Coordinate annotation data
--- --- ---

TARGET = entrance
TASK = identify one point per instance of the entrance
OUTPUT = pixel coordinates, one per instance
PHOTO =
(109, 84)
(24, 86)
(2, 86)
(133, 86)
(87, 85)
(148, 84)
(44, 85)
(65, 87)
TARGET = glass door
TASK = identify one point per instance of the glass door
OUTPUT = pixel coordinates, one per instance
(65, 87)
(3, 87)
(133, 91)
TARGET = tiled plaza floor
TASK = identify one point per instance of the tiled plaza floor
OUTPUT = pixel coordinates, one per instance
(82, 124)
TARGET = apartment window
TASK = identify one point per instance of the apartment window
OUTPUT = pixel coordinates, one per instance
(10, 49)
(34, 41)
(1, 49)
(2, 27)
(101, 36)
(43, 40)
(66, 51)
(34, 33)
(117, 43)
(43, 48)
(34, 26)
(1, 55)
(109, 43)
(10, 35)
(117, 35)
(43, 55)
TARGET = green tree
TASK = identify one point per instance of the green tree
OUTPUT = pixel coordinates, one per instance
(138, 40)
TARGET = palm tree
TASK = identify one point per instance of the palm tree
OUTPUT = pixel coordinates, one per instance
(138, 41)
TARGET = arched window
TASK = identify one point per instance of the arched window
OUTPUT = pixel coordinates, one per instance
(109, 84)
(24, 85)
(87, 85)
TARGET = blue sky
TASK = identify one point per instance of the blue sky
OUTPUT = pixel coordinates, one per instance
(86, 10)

--- --- ---

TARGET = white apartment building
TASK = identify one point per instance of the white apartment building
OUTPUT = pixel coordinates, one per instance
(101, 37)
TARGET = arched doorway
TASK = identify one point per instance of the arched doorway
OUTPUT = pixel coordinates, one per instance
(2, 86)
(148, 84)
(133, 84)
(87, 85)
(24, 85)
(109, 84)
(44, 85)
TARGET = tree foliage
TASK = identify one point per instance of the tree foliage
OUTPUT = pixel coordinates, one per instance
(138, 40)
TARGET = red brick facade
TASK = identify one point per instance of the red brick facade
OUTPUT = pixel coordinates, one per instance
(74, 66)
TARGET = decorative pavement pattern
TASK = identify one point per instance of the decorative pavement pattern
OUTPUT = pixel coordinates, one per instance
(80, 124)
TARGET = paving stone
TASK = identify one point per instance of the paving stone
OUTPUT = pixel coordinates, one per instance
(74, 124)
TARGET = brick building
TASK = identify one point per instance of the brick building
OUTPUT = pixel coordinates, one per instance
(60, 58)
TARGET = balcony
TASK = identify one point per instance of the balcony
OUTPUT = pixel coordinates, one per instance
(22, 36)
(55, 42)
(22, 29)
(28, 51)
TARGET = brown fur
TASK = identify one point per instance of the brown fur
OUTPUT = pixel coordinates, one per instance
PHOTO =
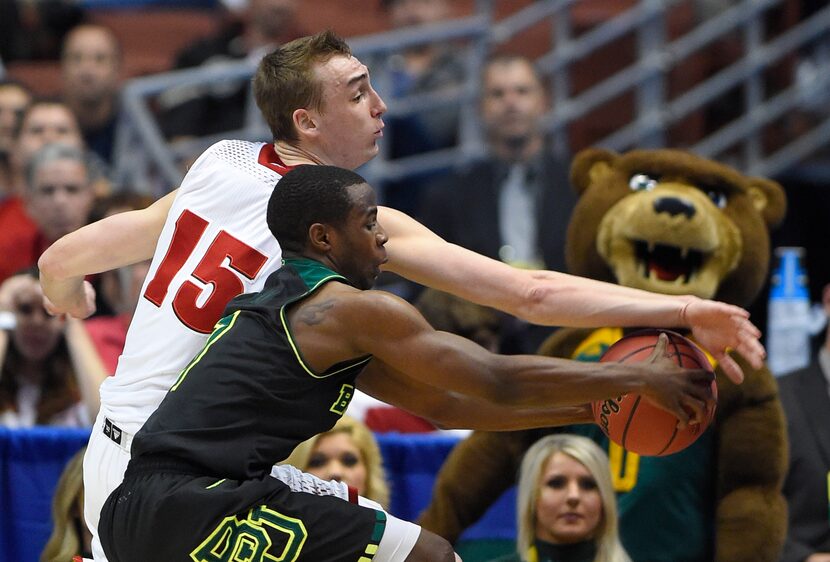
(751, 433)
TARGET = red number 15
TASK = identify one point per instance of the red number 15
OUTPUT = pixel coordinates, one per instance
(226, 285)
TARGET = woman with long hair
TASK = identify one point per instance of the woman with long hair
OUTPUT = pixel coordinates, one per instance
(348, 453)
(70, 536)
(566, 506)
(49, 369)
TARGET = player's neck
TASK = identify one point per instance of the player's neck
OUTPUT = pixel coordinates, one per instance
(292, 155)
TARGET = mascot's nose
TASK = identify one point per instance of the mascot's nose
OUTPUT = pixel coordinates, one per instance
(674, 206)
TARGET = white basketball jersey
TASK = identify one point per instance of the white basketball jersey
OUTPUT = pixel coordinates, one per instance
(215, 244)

--- --- ---

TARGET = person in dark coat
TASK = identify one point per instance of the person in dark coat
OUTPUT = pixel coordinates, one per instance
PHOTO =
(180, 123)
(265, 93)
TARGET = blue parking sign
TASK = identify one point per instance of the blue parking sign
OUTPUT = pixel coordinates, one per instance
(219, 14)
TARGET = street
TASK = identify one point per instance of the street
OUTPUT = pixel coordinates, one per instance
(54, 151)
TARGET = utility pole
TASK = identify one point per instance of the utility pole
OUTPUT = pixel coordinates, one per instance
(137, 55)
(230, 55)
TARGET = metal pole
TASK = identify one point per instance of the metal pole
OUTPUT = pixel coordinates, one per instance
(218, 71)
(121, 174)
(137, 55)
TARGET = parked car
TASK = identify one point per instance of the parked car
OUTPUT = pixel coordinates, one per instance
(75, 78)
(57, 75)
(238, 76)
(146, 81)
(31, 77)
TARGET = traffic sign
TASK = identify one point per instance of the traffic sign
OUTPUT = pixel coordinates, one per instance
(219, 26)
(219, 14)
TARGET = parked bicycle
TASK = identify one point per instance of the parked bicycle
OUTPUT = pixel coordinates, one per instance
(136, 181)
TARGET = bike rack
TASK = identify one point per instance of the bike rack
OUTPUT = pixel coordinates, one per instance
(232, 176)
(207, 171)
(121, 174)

--- --- ---

— REQUEST —
Return every line of the data above that contains the string "pole", treating uppercase and lowercase as different.

— WRITTEN RESPONSE —
TARGET = utility pole
TASK = identify one point per instance of the utility pole
TARGET = metal pole
TASK = identify one point per instance of the metal pole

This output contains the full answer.